(Referring expression pointing data)
=-=-=

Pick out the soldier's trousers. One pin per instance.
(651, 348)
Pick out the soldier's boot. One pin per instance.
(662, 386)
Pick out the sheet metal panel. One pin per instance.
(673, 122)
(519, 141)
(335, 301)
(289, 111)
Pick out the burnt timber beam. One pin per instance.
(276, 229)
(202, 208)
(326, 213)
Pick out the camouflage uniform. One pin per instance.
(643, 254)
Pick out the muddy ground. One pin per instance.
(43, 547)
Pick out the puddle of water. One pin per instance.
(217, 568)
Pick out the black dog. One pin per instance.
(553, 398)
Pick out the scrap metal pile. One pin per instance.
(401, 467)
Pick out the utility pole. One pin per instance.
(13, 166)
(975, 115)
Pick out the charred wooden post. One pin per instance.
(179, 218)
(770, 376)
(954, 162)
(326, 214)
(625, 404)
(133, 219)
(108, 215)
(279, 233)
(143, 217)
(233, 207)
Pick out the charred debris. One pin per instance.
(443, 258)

=-=-=

WHAT IS EXPECTED
The answer should be nothing more than the lines from the one with "Pick out the charred debris." through the end of the entries, restated word for word.

RESPONSE TO THIS EXERCISE
Pick out the charred debris. One pin per instance.
(443, 258)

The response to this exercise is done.